The exercise - Copy the records below word for word, leaving out the pictures.

Object pointing dataset rows
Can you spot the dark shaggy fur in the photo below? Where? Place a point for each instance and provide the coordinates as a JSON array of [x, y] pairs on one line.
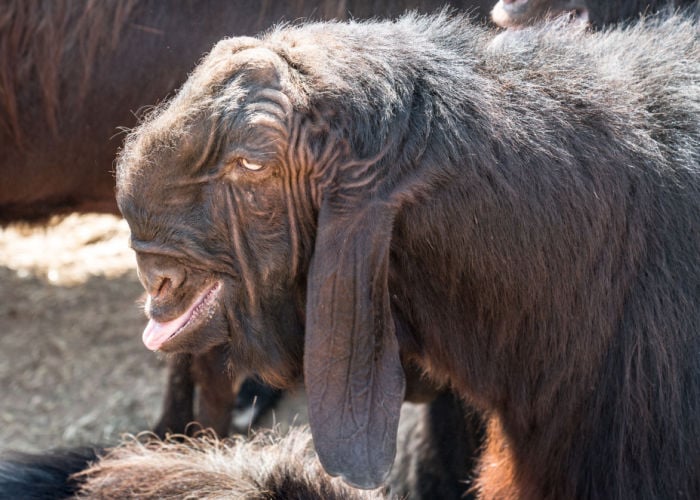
[[598, 13], [267, 467], [43, 477], [344, 197]]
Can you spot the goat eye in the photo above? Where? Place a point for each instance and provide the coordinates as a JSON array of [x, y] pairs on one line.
[[250, 166]]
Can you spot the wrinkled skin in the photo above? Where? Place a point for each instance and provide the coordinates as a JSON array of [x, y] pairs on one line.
[[339, 198]]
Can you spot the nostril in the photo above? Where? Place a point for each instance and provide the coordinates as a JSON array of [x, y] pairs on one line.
[[159, 275], [163, 286]]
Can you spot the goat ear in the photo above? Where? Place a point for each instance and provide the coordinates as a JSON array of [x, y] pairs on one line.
[[354, 378]]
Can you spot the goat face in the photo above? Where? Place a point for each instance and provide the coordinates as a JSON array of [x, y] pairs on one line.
[[237, 197]]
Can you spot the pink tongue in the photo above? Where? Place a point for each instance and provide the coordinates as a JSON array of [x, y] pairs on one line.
[[156, 334]]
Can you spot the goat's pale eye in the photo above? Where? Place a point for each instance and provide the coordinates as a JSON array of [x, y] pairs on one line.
[[250, 166]]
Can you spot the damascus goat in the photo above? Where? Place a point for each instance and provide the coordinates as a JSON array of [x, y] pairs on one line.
[[267, 466], [343, 198]]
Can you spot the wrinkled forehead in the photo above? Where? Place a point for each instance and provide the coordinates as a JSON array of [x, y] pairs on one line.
[[214, 99]]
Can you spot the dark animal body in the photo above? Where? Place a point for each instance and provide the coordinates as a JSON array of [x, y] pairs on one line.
[[599, 13], [431, 464], [72, 74], [345, 197], [268, 466]]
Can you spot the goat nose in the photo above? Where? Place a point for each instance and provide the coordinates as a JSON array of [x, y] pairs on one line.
[[157, 276]]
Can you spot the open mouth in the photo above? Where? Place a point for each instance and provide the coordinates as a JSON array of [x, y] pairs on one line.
[[156, 333]]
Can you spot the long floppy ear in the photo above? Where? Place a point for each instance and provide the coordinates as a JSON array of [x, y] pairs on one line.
[[354, 379]]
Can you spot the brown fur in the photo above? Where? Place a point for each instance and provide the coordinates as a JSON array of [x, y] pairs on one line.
[[349, 196], [39, 38]]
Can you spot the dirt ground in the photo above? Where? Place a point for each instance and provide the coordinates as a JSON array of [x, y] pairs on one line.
[[73, 369]]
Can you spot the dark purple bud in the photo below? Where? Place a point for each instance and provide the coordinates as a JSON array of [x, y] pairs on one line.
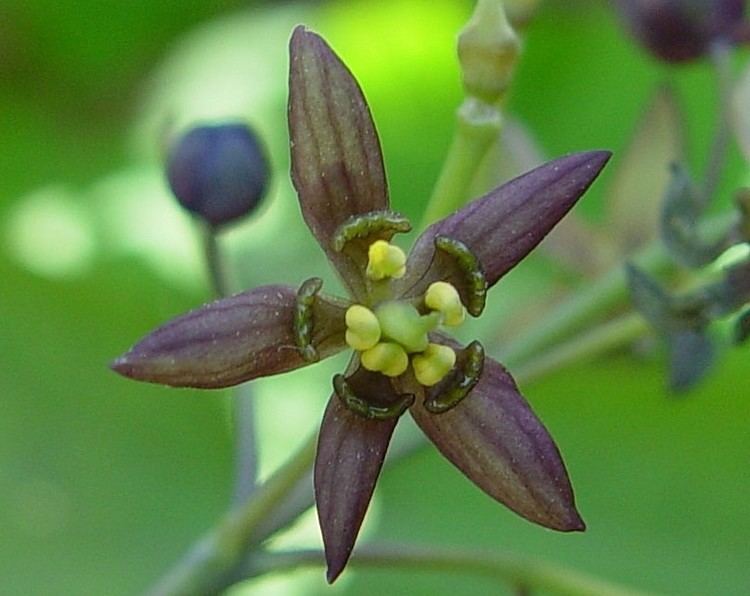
[[219, 172], [683, 30]]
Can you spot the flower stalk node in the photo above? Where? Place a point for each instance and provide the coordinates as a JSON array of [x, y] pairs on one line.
[[457, 385], [473, 291], [304, 320], [378, 224], [364, 408]]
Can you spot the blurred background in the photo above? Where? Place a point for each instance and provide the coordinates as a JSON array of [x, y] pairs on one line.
[[105, 482]]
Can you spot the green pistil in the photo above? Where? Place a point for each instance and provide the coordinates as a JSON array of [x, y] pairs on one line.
[[402, 323]]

Result of this task -
Can you spot the dark shaggy fur in the photo below? Where? Place a point for each instance and provide the coordinates as a JSON array of [x, y] pairs on one line.
[[598, 13], [267, 467], [43, 477], [344, 197]]
Can you spot the goat eye in the photo above? Where? Place a point for each instance and provide the coordinates as a JSON array of [x, y] pairs on one line.
[[250, 166]]
Can you spot the wrinkled skin in the photo above? Where? Place a point for each instance and provide the coordinates as a JSON array of [x, y] pairs on one line.
[[339, 198]]
Can you spot the nostril in the photo above? Where? Place a point for each instance and provide the coordinates as a JSON array of [x, y] pairs on one line.
[[159, 275], [163, 286]]
Can you spot the goat ear in the photo above? Where? Place a point for each instance and provide the coordinates as a JSON array of [x, y] pairs on one line.
[[354, 378]]
Can you spot the goat face in the photo above? Where? Place a point for each instance and provide the coordinates as a JSON array of [x, y] pairs on one line.
[[237, 197]]
Can you spot the pink tongue in the photo above? Where? Place a point for each instance and provide the coordinates as a JSON array of [x, y] pairs on one line.
[[156, 334]]
Can you spot the goat's pale eye in the photo above? Where? Place a point for each instance and provide the coordinates as a JSON array of [x, y] pairs on one line.
[[250, 166]]
Can you spot the damascus goat in the photo above? Where? Place a point for each instance and provide the coordinates as a JSON array of [x, y] pairs on one line.
[[267, 466], [343, 198]]
Can you spot the wrinkled forehead in the photo above? Where? Place a point for each instance and provide the coordinates as a JSON array of [x, y] pairs on one line.
[[214, 99]]
Can you spot the dark animal body in the photo above? Where? Place a point for each instance and provide the coordinates as a JSON array of [x, y] pairs on one line.
[[599, 13], [431, 464], [72, 74], [345, 197], [268, 466]]
Can you spot the goat nose in the photo above? Where? Place a point for each instance and provide the coordinates as a JSON array of [x, y] pairs on one line.
[[157, 276]]
Can you spot the open mouth in the photo above? Where? Place a point for each instance and provide the coordinates as a JSON array of [x, y] pairs on one line.
[[156, 333]]
Can you spot the long floppy ear in the photo above? Where? Place a point for each instance and provide the coordinates as a JSON array of [x, y] pairs on one line.
[[354, 379]]
Can you spot the brown fur in the photo above? Where? Place a point for each instance and provide the coordinates as a JSON array of [x, y] pairs on one line.
[[349, 196], [39, 38]]
Can you spot the dirt ground in the photo above? Where? Place a point for each instance and provide the coordinates as a JSON array of [x, y] pairs on one line.
[[73, 369]]
Can you spot the dark purple bud in the photo below? Where? Place a point for each instance and provide the coordinates as a JSON array of [x, y] pairs on one line.
[[219, 172], [683, 30]]
Can you spot the flower stalk node in the photo above? Where? Place a point for each instance and provide the coordinates as a JSON array of [x, y] pairs on one line.
[[457, 385], [473, 291], [304, 320], [378, 224], [364, 408]]
Can you spot the blurred background in the photo above? Where? Place a point for each instance and provide the coordinates as a JSON array of [x, y] pairs on one line.
[[105, 482]]
Can you spot the green pistil in the photo above? Where? Place a point for each instance and provide the coordinates as a JSON array of [x, y] pairs on one line.
[[402, 323]]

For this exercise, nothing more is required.